**Sayfa alıntısı**.
Mesleki eğitim sürecinden bilgi, beceriler ve mesleki yeterlilikler ile donatılmış şekilde geçen öğrenci, mesleki eğitim sürecinin çıktısı olarak kabul edildiğinde, aynı zamanda eğitimin müşterisi konumundadır. Öğrenci sunulan mesleki eğitim hizmetinin kaliteli olup olmadığına tatmin düzeyine göre karar vermektedir. Eğitim kalitesinin geliştirilebilmesi için de öğrencilerin eğitim hizmetinden beklentilerinin belirlenmesi ve bu beklentileri etkileyen unsurların araştırılması gerekmektedir. Yapılan literatür araştırmasında eğitimin kalitesini etkileyecek unsurla içinde; öğrencilerin bireysel özelliklerinin yanında okul kaynaklı (öğretmen, öğretim materyalleri, teknolojik donanım, eğitim süreçleri) vb. faktörler ile kurumsal yapının özellikleri de yer almaktadır. Eğitim hizmetlerinin kalitesinin belirlenmesinde, öğrenci beklentilerinin yanında hizmetin özellikleri ve hizmet sunumu sonunda öğrencilerin algıları da etkili olmaktadır.

**Alıntılanan kayıtlar**.
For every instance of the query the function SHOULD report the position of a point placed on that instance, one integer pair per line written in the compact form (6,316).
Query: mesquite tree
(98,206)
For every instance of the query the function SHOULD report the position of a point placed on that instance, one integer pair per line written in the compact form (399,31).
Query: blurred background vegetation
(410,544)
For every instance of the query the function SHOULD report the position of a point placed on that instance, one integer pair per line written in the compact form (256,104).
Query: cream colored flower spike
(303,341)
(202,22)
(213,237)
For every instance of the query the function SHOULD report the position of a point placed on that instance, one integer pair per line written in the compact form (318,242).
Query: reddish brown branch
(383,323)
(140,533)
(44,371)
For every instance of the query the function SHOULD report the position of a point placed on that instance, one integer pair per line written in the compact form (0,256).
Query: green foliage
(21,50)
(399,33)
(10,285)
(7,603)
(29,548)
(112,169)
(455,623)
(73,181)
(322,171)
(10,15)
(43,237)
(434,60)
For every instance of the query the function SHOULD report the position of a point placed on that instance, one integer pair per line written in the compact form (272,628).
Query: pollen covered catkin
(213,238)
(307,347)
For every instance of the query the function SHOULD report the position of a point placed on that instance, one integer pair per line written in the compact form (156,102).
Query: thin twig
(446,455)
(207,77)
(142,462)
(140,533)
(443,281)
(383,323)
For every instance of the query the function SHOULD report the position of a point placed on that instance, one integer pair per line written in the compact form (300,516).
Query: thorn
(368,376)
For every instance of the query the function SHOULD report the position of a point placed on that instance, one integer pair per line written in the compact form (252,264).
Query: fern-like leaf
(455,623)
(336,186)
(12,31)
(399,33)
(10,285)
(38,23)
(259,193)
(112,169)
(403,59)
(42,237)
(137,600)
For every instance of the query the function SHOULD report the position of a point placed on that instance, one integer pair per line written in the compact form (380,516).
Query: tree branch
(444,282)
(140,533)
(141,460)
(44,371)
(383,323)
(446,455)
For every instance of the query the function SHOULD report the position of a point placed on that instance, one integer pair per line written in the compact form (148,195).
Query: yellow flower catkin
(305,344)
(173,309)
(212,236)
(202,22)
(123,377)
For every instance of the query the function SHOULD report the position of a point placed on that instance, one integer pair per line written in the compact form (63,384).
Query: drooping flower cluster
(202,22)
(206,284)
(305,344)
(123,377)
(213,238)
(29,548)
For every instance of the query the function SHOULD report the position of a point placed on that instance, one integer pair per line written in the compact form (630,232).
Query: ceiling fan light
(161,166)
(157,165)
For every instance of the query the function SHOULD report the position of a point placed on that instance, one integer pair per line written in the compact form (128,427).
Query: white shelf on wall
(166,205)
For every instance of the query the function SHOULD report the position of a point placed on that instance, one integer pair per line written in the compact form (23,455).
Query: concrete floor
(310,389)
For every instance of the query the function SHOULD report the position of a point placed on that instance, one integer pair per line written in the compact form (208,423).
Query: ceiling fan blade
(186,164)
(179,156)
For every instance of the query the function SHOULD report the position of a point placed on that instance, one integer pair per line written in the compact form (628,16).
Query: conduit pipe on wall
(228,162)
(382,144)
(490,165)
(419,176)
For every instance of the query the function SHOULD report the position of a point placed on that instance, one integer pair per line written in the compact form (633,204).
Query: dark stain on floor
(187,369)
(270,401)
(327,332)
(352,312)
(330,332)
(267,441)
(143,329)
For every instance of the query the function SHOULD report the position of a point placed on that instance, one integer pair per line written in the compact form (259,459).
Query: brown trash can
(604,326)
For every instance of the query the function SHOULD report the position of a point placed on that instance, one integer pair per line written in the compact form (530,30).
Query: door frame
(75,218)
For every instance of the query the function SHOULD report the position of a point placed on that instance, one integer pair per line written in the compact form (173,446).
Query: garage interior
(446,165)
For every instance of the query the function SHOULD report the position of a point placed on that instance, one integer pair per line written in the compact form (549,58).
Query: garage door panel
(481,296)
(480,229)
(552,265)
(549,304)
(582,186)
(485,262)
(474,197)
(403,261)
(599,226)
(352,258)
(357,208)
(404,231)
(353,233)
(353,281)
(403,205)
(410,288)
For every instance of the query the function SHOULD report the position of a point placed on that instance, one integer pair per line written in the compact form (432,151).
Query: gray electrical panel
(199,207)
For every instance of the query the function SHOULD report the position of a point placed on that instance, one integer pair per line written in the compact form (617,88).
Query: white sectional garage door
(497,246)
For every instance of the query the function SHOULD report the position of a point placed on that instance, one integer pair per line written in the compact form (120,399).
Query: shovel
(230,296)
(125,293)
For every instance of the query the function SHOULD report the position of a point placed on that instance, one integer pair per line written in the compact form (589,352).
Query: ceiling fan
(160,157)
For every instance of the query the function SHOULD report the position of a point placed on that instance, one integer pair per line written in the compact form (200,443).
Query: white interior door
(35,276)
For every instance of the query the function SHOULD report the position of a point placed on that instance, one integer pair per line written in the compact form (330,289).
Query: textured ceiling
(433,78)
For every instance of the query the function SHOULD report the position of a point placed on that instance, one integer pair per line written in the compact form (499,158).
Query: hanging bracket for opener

**Yapılacak işlemler**.
a - Mesleki eğitim kalitesi metninde parantez içinde sayılan okul kaynaklı faktörlerin hepsini listeleyin.
b - Mesleki eğitim kalitesi metnini son cümlesinden itibaren bir paragrafla devam ettirin.

**Çıktılar**.
a -
- öğretmen
- öğretim materyalleri
- teknolojik donanım
- eğitim süreçleri

b -
Eğitim hizmetlerinde kaliteyi sağlamak ve artırmak isteyen eğitim hizmeti sunumunu yapan kurum ve işletmelerin, hizmette kaliteyi sağlayabilmeleri için hizmetten

memnuniyet ve memnuniyetsizliği doğuran unsurları müşteri bakış açısıyla belirlemeleri gerekmektedir. Eğitimde kalitenin yönetilebilmesi için müşteri konumundaki öğrencilerin hizmetten beklentilerinin neler olduğu ve hizmet sunumu sonrası algılarının belirlenmesi gerekmektedir. Yapılan araştırmalar sonucunda hizmet kalitesi boyutları ve ölçüm modelleri geliştirildiği görülmektedir. Bu modellerden SERVQUAL Ölçeğiyle hizmet kalitesini ölçen ulusal ve uluslararası birçok yayın bulunmaktadır. Daha önce eğitim hizmetlerinde kalitenin ölçülmesinde SERVQUAL Ölçeğinin kullanılmış olması ve öğrencilerin beceri eğitiminden beklentilerinin de neler olduğunun bilinmesi için Parasuraman, Berry ve Zeithaml tarafından geliştirilen bu yöntem araştırmamızda ölçek olarak kullanılmıştır.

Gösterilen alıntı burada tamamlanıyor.